DATASET RECORDS:
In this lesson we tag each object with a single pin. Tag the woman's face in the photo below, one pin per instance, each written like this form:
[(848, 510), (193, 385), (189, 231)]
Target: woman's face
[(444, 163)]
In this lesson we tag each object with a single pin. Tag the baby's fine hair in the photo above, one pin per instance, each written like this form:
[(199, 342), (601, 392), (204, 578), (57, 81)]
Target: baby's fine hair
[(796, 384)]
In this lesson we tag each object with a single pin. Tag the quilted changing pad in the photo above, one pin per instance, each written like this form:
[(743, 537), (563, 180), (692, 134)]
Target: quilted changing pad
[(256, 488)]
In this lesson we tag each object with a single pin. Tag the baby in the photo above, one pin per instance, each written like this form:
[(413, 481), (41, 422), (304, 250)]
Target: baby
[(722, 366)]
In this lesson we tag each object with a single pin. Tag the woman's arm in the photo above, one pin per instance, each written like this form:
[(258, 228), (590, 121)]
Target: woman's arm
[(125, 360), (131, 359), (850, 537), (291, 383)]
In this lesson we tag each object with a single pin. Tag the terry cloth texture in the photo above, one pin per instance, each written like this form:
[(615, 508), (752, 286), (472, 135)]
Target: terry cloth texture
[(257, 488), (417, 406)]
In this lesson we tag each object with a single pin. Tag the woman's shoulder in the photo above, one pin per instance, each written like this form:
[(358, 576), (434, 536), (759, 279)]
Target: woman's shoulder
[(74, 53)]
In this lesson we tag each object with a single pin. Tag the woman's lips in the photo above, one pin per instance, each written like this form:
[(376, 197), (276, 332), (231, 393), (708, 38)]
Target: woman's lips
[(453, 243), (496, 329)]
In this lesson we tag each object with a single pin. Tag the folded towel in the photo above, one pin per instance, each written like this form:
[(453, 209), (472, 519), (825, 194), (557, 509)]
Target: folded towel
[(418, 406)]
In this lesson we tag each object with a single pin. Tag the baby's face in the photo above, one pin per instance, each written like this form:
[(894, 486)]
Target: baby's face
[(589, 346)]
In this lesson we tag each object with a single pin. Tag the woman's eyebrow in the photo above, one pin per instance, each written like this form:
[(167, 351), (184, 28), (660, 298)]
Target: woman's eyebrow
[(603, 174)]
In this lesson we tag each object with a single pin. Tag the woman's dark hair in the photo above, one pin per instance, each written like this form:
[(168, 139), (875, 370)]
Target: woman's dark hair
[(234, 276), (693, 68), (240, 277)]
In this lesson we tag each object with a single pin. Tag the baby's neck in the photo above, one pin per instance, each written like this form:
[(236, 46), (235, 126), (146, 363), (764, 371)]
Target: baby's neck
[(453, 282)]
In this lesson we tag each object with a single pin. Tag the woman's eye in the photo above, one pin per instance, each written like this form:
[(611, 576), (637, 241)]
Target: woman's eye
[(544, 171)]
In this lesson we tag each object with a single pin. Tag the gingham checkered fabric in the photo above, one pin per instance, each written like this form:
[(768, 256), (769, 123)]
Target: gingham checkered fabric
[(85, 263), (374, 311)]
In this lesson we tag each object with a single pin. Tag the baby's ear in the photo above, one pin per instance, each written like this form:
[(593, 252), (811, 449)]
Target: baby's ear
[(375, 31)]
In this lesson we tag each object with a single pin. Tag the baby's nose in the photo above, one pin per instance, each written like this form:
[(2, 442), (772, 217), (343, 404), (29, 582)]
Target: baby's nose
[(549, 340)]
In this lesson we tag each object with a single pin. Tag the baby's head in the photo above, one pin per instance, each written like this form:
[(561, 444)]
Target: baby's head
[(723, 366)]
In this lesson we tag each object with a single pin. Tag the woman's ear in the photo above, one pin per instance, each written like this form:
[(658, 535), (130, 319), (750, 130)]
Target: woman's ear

EXERCISE DETAILS: Please return only the lines from the one with "[(561, 444)]" through the end of the listing, each exactly as written, first and last included.

EXERCISE ANSWER:
[(561, 444)]
Target: baby's head
[(723, 366)]
In this lesson we tag each object with a single pin. Tag the woman's ear in the photo above, one pin per instance, each written like this form:
[(658, 535), (130, 319), (750, 130)]
Target: woman's ear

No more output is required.